--- Source material ---
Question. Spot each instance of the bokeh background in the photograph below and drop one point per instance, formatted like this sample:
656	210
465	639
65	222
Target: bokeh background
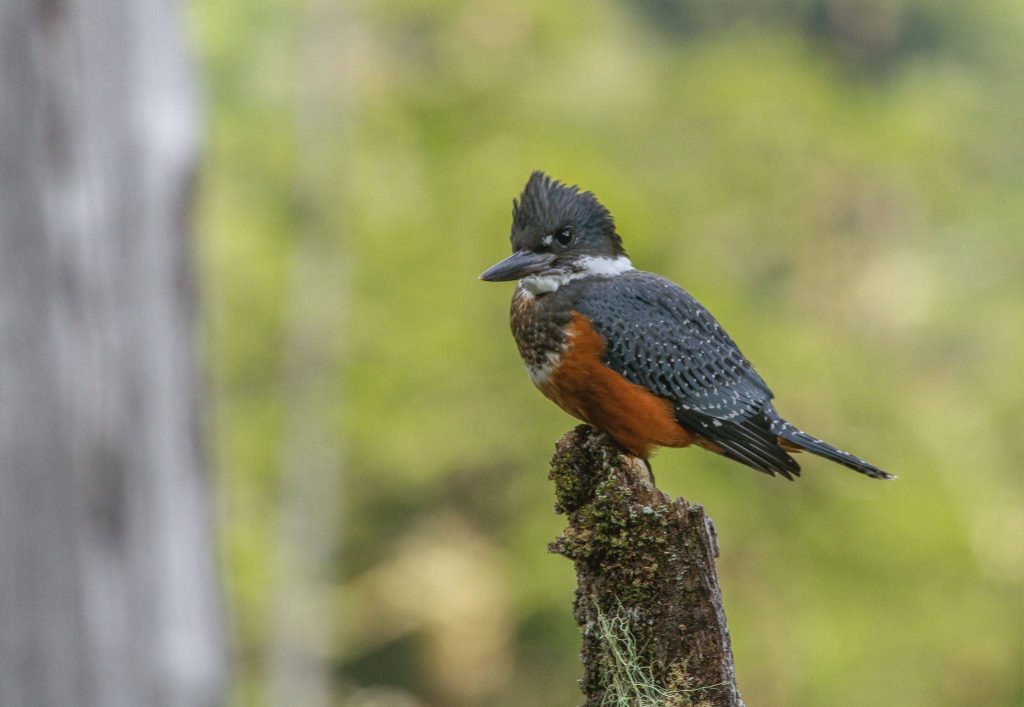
841	181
---
» **Task requirements**: Rescale all of the lines above and write them out again, requests included, multiplying only the point coordinates in the answers by 0.35 and rounding each result to a whole number, with halves rounded up. Leave the pictures out of your answer.

» **Expected answer**:
Question. Spot each instance of the bokeh background in the photograph below and drop one point per instance, formatted like this sample:
656	210
465	639
65	222
Target: bokeh background
294	63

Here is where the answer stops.